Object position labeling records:
■ ■ ■ ■ ■ ■ ■

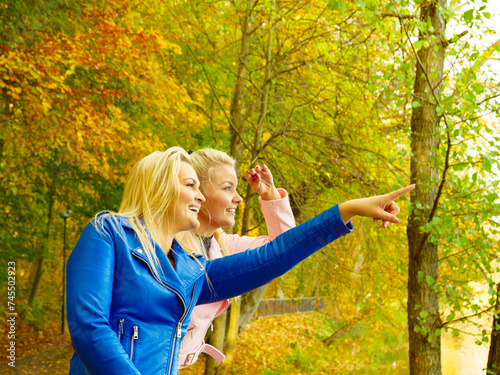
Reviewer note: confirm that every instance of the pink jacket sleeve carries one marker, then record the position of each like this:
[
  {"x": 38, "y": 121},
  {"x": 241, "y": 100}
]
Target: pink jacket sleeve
[{"x": 279, "y": 218}]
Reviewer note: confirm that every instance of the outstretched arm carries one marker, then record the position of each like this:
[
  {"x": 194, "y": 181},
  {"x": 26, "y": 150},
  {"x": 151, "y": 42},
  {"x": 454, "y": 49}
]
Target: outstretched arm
[
  {"x": 237, "y": 274},
  {"x": 380, "y": 207},
  {"x": 260, "y": 179}
]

■ ■ ■ ■ ■ ■ ■

» Short exercise: Rewrite all the records above, switching every occurrence of "Reviewer note" to "Annotator note" and keeping everything else identical. Omit the pictures from your output.

» Solved exercise:
Annotator note: confirm that every instance of the pink jacket sleeve carries one marker, then record the position of each like this:
[
  {"x": 38, "y": 121},
  {"x": 241, "y": 100}
]
Target: pink jacket sleeve
[{"x": 279, "y": 218}]
Annotator note: confirm that every instance of the outstretched arm carries one marker, then record the position of each like this:
[
  {"x": 194, "y": 181},
  {"x": 26, "y": 150},
  {"x": 151, "y": 42},
  {"x": 454, "y": 49}
]
Target: outstretched arm
[
  {"x": 237, "y": 274},
  {"x": 380, "y": 207},
  {"x": 260, "y": 179}
]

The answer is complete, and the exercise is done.